Extract provided
···
The Mask You Live In – Combatting toxic social structures through education

Men are 3.5 times more likely to die by suicide than women. Less than 50 percent of men with mental illness seek help.

According to, men were responsible for 90 percent of the murders committed between 1980 and 2008.

Between Sept. 11, 2001 and 2012, the number of women who were victims of male violence exceeded that of terrorist victims from The World Trade Center and all American soldiers killed in The War on Terror, combined.

Why does it have to be this way?

The answer might be a concept called hypermasculinity. Many consider it toxic, and maybe even deadly, evident by statistics.

The Women’s and Gender Studies Program will host a special screening of the documentary “The Mask You Live In,” made by the Representation Project, which discusses and explores hypermasculinity.

Hypermasculinity is defined as exaggeration of stereotypic male behavior, including things like strength, sexuality and aggression. It also includes the rejection of any stereotypic feminine behavior, like being emotional and showing empathy.

“[Men and boys] really buy into a culture that doesn’t value what we’ve feminized,” said Psychologist and Educator Dr. Niobe Way in the documentary trailer. This, she elaborated, includes empathy, relationships and caring.

The documentary also discusses the ways in which this has an effect on the normalization of male violence toward women, sexual assault, hate crimes against the LGBT community and more.

Dr. Jennifer Thomas, the director of the Women’s and Gender Studies Program and an associate  professor of  psychology, encourages students who “have ever wondered or been concerned by the fact that violent acts are overwhelmingly committed by men, and that the best way to shame a man is to call him a ‘girl’” to attend the screening.

“We live in a society that pressures boys to conform to rigid, hypermasculine roles in which strength, aggression, stoicism, sexual prowess and the rejection of characteristics considered to be feminine encompass what it means to be a man,” she explained. “…Men become more accepting of violence against women, they learn to hide their emotions and their relationships suffer.”

She also said that men are more likely to become addicted to drugs or alcohol, do more binge drinking and drop out or fail school than women.

“‘The Mask You Live In’ will give you a better understanding of the socialization pressures boys and men face, why those expectations are so dangerous, and how we, as a society, can combat them,” she went on.

If you are concerned with the ways in which societal expectations lead to things like suicide, homicide, domestic violence and drug addiction, join the women’s and gender studies department in the Henry Student Center Ballroom on Oct. 4 at 3 p.m.
···
[Saved entries]
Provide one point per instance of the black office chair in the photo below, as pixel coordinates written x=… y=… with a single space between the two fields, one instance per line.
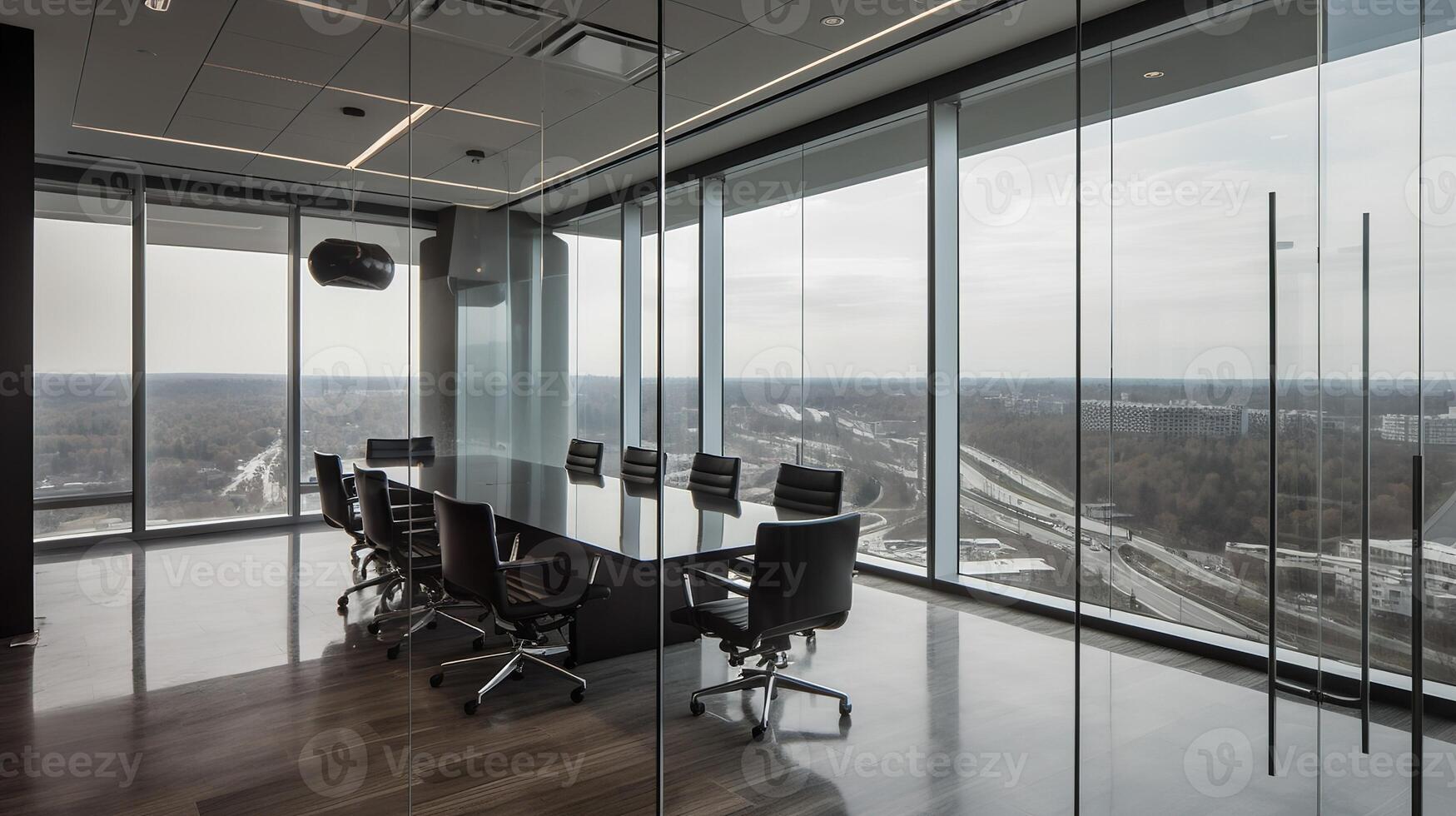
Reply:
x=530 y=596
x=639 y=465
x=715 y=475
x=340 y=507
x=810 y=490
x=585 y=456
x=390 y=448
x=406 y=540
x=803 y=580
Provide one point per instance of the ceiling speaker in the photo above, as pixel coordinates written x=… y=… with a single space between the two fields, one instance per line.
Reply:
x=351 y=264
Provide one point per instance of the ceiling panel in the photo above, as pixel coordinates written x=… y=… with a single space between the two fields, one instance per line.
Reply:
x=470 y=132
x=137 y=70
x=236 y=111
x=528 y=89
x=421 y=153
x=740 y=11
x=737 y=63
x=803 y=21
x=488 y=25
x=299 y=27
x=252 y=87
x=268 y=57
x=214 y=132
x=435 y=70
x=686 y=28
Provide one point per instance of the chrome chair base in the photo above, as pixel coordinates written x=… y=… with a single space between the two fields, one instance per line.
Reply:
x=771 y=681
x=522 y=654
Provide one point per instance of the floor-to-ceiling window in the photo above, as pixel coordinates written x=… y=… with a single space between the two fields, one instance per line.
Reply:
x=824 y=324
x=1016 y=464
x=217 y=365
x=594 y=271
x=678 y=336
x=82 y=379
x=357 y=347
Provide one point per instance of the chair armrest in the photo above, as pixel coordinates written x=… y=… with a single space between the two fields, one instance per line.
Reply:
x=717 y=580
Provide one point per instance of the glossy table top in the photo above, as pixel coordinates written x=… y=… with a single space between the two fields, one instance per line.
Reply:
x=600 y=512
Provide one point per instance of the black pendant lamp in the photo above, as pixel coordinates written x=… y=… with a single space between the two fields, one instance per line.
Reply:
x=351 y=264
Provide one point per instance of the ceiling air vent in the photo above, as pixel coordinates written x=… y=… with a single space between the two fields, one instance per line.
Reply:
x=603 y=52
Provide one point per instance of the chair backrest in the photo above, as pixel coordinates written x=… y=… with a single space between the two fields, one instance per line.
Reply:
x=376 y=513
x=584 y=456
x=715 y=475
x=334 y=499
x=803 y=575
x=390 y=448
x=810 y=490
x=639 y=465
x=470 y=559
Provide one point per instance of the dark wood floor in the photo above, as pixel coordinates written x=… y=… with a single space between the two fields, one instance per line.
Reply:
x=219 y=672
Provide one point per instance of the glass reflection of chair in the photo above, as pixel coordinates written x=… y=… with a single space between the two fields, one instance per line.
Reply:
x=639 y=471
x=803 y=580
x=530 y=596
x=410 y=547
x=338 y=501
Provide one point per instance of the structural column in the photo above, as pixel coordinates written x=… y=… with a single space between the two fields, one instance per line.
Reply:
x=17 y=332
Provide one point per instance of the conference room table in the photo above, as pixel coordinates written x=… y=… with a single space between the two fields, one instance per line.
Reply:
x=608 y=518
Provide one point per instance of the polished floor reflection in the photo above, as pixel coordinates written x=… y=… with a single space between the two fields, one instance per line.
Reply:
x=213 y=675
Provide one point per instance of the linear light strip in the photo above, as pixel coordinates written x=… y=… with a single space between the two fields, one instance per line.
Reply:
x=389 y=136
x=748 y=93
x=316 y=162
x=380 y=97
x=540 y=184
x=326 y=9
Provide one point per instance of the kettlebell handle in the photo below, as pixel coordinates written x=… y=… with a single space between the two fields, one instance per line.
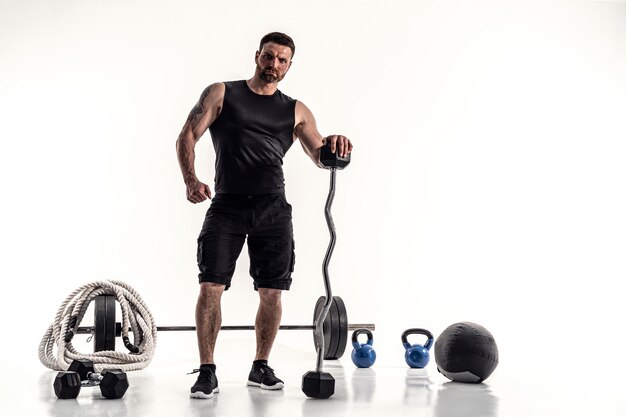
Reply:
x=424 y=332
x=357 y=332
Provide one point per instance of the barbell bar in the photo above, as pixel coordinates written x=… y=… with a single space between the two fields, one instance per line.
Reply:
x=336 y=326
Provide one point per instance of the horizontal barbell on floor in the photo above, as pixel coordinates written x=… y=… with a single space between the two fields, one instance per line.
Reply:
x=336 y=326
x=351 y=327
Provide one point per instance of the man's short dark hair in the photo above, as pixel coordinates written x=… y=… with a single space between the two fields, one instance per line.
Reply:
x=279 y=38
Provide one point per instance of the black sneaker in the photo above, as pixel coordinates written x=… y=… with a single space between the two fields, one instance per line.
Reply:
x=206 y=384
x=263 y=376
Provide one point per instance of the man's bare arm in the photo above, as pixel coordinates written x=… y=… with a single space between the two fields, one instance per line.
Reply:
x=312 y=140
x=200 y=118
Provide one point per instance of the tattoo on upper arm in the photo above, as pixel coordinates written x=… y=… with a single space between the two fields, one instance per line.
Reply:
x=199 y=108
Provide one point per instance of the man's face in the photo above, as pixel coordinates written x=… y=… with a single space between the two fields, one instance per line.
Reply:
x=272 y=62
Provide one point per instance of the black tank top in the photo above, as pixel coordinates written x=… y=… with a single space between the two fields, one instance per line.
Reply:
x=251 y=136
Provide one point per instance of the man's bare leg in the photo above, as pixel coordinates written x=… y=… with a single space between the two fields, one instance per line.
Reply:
x=208 y=319
x=267 y=321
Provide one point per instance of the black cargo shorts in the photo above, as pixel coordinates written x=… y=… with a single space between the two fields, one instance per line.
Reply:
x=265 y=220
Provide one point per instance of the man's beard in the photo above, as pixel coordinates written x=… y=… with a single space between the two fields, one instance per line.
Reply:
x=267 y=76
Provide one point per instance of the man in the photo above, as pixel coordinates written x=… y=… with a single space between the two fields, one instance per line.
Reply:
x=252 y=125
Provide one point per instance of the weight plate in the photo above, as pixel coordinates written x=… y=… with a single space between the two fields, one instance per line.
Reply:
x=343 y=327
x=319 y=306
x=333 y=315
x=104 y=323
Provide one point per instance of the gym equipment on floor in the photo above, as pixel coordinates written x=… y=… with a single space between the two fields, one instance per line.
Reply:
x=112 y=382
x=320 y=384
x=336 y=327
x=466 y=352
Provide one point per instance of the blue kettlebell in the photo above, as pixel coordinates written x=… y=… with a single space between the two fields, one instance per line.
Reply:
x=363 y=355
x=417 y=356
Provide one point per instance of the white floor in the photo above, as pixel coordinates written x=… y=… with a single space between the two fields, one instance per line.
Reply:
x=389 y=388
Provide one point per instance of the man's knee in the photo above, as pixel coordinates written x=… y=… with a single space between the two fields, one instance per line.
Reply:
x=270 y=296
x=211 y=289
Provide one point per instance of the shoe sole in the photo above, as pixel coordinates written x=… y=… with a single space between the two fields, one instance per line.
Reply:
x=201 y=395
x=277 y=386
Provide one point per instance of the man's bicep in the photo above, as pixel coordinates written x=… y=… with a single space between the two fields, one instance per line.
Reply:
x=206 y=110
x=306 y=128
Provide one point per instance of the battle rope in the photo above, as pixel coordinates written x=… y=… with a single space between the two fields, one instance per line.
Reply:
x=135 y=315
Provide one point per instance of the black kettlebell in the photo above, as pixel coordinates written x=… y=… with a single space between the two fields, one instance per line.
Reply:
x=363 y=354
x=417 y=356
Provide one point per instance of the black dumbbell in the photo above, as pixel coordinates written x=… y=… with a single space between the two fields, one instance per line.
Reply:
x=113 y=383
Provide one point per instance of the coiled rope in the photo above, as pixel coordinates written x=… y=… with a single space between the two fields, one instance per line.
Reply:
x=135 y=315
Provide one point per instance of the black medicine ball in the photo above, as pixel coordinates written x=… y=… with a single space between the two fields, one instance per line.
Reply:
x=466 y=352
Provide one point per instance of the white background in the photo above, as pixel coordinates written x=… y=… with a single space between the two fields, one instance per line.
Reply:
x=487 y=181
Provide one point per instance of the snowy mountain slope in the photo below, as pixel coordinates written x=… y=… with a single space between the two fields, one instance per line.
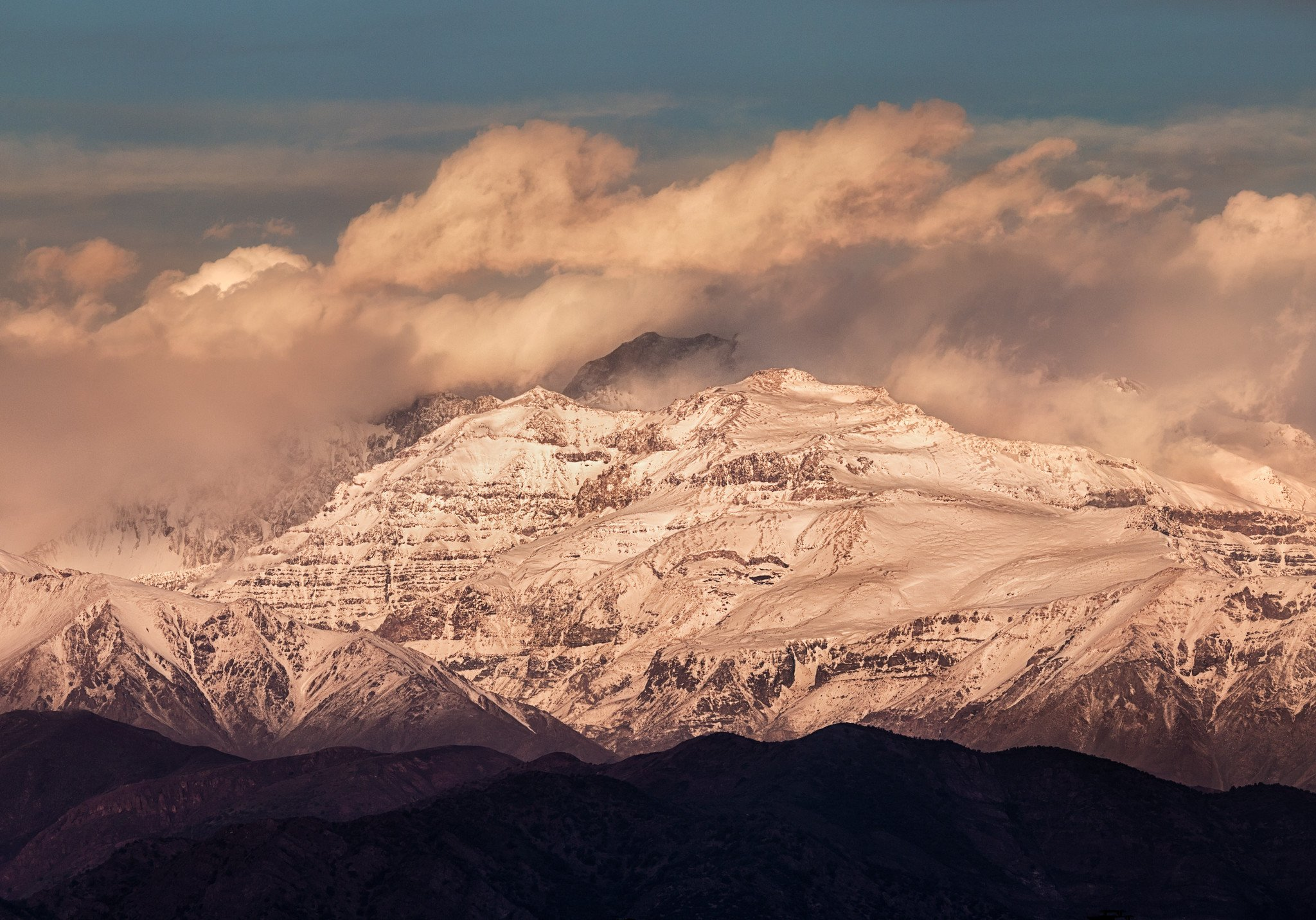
···
Your tasks
1) Reproduce the passage of the article that begins with the words containing "The Mask You Live In –" and ends with "and explores hypermasculinity.".
2) Answer these questions from the article:
(a) What share of men with mental illness seek help?
(b) Which organization made the documentary?
(c) In what room will the screening take place?

Expected results
1)
The Mask You Live In – Combatting toxic social structures through education

Men are 3.5 times more likely to die by suicide than women. Less than 50 percent of men with mental illness seek help.

According to, men were responsible for 90 percent of the murders committed between 1980 and 2008.

Between Sept. 11, 2001 and 2012, the number of women who were victims of male violence exceeded that of terrorist victims from The World Trade Center and all American soldiers killed in The War on Terror, combined.

Why does it have to be this way?

The answer might be a concept called hypermasculinity. Many consider it toxic, and maybe even deadly, evident by statistics.

The Women’s and Gender Studies Program will host a special screening of the documentary “The Mask You Live In,” made by the Representation Project, which discusses and explores hypermasculinity.

2)
(a) Less than 50 percent.
(b) The Representation Project.
(c) The Henry Student Center Ballroom.